● **Given task**
State how many of the lines below contain the string "rise", matching case exactly. Reply with the number only.

[Contour labeling lines]
========

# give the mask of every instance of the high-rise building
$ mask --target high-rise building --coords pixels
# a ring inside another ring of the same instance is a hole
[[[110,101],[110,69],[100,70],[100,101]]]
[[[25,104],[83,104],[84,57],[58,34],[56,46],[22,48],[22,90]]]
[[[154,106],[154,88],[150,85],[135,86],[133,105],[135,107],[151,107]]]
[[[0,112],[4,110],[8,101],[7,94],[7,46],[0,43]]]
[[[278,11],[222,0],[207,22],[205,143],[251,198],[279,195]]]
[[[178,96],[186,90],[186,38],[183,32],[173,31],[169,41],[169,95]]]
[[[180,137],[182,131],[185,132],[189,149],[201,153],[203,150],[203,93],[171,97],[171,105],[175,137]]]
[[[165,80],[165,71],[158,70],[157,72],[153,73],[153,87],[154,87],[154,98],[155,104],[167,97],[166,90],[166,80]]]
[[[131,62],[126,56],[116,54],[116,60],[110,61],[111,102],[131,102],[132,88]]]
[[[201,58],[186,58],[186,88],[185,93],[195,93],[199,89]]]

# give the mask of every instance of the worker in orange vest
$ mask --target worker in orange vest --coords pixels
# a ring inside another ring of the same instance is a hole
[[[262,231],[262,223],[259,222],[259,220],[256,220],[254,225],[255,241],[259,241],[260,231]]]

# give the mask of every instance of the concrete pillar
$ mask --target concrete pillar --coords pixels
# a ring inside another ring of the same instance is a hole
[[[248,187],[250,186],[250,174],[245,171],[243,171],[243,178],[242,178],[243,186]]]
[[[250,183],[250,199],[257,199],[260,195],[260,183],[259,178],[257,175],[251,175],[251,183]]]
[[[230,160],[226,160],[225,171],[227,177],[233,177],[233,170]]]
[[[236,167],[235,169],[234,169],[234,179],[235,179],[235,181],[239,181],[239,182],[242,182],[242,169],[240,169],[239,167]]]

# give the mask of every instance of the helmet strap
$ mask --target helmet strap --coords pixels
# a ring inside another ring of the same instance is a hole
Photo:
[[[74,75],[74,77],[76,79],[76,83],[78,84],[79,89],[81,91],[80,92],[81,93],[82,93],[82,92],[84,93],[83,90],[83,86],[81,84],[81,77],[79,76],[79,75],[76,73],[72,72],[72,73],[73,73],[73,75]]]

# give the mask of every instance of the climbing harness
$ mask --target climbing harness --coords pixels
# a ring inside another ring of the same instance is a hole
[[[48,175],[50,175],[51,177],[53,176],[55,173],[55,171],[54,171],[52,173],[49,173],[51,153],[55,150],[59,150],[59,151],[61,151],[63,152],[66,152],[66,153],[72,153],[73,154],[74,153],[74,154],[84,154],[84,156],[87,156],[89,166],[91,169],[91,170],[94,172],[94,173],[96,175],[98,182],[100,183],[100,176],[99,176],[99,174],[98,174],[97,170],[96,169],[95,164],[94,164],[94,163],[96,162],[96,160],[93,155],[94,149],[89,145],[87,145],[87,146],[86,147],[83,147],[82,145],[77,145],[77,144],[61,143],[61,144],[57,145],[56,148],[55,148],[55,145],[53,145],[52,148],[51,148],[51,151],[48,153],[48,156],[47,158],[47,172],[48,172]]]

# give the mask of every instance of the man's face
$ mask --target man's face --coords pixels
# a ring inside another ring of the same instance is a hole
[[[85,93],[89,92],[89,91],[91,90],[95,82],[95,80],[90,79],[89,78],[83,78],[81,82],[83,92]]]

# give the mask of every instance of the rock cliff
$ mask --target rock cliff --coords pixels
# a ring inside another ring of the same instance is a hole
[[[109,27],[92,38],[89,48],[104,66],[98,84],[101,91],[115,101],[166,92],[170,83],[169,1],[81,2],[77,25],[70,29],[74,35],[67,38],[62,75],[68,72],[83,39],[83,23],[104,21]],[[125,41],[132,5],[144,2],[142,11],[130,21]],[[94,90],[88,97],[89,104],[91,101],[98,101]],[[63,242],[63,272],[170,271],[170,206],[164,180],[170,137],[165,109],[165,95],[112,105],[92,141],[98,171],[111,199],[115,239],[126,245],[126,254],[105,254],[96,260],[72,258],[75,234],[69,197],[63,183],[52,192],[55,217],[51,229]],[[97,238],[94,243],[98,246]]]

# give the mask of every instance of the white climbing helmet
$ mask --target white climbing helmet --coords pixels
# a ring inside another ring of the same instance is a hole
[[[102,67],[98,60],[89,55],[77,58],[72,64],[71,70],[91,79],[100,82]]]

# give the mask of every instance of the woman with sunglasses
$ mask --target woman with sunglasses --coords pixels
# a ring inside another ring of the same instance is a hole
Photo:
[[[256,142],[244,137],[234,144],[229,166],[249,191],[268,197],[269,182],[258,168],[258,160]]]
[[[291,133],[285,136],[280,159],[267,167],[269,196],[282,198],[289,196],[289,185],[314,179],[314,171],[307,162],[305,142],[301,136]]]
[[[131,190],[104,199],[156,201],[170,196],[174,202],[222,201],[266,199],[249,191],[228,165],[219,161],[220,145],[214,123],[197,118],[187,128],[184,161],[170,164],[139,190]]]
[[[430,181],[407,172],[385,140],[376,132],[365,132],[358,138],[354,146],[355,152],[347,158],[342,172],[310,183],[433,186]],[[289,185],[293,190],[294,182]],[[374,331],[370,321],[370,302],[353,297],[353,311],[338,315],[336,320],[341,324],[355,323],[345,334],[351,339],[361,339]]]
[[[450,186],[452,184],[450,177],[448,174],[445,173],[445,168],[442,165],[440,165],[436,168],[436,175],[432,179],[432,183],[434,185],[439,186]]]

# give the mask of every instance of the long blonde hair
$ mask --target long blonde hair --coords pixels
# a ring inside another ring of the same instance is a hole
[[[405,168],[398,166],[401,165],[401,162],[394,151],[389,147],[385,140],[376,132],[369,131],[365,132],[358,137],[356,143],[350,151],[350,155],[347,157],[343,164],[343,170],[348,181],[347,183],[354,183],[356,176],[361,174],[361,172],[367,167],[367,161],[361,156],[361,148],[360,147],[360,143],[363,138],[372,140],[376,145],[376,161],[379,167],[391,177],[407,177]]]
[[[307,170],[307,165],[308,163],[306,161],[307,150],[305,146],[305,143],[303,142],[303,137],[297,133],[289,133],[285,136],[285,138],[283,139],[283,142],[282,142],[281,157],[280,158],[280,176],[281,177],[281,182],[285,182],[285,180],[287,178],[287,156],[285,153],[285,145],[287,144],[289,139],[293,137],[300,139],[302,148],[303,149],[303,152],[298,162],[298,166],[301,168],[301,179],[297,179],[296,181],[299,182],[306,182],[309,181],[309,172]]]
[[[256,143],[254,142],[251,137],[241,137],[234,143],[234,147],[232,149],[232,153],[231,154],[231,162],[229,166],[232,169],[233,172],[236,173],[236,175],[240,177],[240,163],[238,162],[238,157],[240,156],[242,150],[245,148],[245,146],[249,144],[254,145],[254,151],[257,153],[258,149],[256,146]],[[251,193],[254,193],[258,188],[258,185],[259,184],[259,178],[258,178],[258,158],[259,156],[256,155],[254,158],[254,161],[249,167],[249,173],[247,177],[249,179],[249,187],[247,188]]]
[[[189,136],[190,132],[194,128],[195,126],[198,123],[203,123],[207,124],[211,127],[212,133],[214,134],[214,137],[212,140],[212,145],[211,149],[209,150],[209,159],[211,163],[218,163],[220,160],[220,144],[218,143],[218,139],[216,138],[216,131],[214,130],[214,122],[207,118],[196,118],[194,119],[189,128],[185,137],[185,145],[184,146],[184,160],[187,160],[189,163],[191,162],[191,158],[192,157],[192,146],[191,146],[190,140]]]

========

● **Full solution**
2